> Data supplied
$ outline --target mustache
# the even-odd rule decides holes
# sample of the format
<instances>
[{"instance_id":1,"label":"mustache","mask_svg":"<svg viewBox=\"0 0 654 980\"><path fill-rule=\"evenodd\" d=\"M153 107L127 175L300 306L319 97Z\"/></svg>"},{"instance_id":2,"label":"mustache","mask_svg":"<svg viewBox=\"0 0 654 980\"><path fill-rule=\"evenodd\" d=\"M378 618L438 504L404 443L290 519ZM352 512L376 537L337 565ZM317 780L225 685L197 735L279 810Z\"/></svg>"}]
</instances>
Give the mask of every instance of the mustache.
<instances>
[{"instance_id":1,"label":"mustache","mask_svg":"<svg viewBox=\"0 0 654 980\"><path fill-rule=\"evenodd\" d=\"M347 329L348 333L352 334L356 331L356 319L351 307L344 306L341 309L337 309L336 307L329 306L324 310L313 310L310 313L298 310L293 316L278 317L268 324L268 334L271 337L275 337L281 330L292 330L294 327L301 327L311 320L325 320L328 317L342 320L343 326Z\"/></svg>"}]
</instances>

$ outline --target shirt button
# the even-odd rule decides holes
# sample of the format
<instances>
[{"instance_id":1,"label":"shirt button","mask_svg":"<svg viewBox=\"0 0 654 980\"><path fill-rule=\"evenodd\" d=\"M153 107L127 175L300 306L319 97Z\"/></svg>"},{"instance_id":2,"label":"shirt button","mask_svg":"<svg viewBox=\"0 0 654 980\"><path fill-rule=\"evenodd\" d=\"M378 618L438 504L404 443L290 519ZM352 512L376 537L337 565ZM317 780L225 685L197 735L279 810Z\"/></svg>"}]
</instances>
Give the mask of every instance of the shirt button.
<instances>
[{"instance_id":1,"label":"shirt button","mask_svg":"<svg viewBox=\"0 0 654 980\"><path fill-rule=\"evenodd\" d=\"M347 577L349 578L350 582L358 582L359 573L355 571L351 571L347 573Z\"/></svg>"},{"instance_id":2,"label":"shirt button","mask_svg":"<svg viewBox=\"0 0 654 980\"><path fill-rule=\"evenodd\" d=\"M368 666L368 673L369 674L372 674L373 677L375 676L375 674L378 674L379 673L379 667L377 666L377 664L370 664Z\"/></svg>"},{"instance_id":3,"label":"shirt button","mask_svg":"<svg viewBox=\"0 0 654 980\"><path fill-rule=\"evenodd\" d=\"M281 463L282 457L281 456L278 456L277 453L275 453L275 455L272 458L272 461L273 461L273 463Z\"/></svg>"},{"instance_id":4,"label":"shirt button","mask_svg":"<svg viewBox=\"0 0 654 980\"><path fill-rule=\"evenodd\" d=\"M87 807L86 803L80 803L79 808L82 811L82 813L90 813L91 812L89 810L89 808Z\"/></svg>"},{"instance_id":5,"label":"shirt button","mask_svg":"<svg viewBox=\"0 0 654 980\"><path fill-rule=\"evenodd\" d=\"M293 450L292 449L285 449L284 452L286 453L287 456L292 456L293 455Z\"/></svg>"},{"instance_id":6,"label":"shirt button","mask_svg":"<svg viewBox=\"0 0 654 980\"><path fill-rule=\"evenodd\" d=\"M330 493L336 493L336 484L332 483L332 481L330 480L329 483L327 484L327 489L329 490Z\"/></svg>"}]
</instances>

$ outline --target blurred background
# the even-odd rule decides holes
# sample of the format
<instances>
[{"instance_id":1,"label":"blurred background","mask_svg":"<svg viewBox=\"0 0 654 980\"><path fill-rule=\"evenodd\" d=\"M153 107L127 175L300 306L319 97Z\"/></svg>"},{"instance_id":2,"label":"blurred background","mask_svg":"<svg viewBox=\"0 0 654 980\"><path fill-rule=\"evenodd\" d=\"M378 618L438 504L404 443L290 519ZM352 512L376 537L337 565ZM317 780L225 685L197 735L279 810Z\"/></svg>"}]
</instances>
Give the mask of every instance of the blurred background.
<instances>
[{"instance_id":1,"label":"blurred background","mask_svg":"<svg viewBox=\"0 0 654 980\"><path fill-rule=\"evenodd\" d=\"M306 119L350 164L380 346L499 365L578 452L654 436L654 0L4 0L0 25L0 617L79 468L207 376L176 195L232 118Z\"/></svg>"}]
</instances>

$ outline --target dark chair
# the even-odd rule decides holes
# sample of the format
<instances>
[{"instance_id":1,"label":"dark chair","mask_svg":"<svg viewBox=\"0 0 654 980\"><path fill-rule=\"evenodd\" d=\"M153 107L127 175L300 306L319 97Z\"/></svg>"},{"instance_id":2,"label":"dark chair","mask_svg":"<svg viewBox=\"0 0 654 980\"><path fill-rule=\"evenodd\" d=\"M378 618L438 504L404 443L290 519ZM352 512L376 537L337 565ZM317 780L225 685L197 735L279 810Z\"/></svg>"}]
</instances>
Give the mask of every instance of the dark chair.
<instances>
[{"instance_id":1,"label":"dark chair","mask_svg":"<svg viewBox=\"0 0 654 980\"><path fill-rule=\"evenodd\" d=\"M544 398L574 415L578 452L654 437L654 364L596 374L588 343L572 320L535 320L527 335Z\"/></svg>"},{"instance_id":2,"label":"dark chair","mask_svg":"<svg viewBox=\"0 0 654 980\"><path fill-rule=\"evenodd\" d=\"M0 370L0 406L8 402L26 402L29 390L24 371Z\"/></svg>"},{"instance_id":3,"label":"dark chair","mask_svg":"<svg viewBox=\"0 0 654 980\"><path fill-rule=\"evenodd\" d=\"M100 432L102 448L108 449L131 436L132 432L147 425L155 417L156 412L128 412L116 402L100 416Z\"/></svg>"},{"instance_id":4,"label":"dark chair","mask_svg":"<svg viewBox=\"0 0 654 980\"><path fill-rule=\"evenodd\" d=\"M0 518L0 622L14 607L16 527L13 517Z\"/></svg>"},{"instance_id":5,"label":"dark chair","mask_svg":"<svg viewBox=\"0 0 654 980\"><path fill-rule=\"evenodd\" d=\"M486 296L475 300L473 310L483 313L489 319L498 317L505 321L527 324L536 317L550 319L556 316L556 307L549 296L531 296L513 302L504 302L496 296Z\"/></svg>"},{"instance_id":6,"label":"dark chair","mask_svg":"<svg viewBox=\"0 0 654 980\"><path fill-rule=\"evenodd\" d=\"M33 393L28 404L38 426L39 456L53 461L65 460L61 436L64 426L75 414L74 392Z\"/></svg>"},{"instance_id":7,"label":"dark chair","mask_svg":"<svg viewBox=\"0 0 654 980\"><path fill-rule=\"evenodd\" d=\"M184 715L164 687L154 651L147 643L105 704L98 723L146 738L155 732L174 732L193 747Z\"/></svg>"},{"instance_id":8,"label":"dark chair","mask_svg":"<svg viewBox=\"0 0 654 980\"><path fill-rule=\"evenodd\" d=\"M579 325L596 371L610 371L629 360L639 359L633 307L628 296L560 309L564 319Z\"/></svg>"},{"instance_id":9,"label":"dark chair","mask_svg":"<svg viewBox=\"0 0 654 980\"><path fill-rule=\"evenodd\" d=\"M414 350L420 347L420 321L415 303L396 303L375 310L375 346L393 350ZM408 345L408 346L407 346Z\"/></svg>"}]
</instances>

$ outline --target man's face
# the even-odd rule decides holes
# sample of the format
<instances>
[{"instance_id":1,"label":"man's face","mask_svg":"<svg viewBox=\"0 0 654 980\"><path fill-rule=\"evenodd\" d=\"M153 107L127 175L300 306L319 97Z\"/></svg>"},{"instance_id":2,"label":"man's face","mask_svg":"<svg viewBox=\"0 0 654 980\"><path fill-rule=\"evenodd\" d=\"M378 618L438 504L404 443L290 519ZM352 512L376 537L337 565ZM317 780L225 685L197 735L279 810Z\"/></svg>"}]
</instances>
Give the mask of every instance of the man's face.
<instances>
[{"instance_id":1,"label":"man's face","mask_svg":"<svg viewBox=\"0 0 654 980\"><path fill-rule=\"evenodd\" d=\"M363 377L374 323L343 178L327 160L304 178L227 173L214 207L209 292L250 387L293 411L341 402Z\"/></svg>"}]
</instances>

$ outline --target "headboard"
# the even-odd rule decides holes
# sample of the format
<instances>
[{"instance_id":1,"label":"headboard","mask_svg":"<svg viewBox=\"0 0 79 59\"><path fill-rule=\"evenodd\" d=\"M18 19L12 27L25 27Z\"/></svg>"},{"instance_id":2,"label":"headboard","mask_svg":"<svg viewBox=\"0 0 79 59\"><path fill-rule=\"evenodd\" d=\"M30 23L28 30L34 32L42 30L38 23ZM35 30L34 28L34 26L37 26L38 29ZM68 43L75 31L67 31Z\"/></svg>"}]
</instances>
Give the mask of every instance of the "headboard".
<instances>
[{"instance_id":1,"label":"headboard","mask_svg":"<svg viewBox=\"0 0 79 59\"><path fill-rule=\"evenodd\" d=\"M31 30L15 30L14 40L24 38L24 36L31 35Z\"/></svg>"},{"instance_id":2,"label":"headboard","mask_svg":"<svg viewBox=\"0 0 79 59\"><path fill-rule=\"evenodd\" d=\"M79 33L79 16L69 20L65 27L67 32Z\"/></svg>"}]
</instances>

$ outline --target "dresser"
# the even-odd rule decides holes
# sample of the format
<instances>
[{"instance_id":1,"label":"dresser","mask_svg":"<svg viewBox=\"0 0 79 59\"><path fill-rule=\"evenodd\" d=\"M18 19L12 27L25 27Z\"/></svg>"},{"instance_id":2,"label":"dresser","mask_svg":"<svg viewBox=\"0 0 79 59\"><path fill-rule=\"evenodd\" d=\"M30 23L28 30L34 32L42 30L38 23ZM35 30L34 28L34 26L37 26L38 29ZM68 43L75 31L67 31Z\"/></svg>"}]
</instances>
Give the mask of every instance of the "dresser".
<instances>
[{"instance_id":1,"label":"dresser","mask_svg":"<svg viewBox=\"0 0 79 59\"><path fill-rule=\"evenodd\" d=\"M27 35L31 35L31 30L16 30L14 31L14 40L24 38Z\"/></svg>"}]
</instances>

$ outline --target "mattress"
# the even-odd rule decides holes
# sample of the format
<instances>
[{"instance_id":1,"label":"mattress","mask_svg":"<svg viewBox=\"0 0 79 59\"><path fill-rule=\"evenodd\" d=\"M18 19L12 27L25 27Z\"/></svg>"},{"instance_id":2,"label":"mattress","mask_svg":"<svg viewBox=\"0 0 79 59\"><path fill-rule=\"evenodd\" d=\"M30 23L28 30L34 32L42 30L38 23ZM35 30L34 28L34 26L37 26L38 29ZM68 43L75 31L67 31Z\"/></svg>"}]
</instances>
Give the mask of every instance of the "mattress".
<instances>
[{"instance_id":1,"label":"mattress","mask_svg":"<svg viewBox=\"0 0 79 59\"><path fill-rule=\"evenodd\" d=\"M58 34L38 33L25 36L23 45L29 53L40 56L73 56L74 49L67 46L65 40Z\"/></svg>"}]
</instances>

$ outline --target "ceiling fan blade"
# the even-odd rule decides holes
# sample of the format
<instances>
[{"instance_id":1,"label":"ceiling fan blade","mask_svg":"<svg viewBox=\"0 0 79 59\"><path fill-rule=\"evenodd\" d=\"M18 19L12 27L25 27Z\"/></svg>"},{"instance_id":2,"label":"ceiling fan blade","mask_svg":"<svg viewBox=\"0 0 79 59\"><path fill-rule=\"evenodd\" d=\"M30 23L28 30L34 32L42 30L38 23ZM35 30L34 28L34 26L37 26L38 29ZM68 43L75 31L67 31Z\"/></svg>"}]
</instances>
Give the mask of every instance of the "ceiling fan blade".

> Problem description
Reading through the records above, report each line in which the string "ceiling" is found.

> Answer space
$ outline --target "ceiling fan blade"
[{"instance_id":1,"label":"ceiling fan blade","mask_svg":"<svg viewBox=\"0 0 79 59\"><path fill-rule=\"evenodd\" d=\"M18 19L12 27L25 27Z\"/></svg>"},{"instance_id":2,"label":"ceiling fan blade","mask_svg":"<svg viewBox=\"0 0 79 59\"><path fill-rule=\"evenodd\" d=\"M30 23L28 30L34 32L42 30L38 23ZM35 30L34 28L34 26L37 26L38 29ZM68 43L75 31L67 31Z\"/></svg>"}]
Give the mask of every instance of the "ceiling fan blade".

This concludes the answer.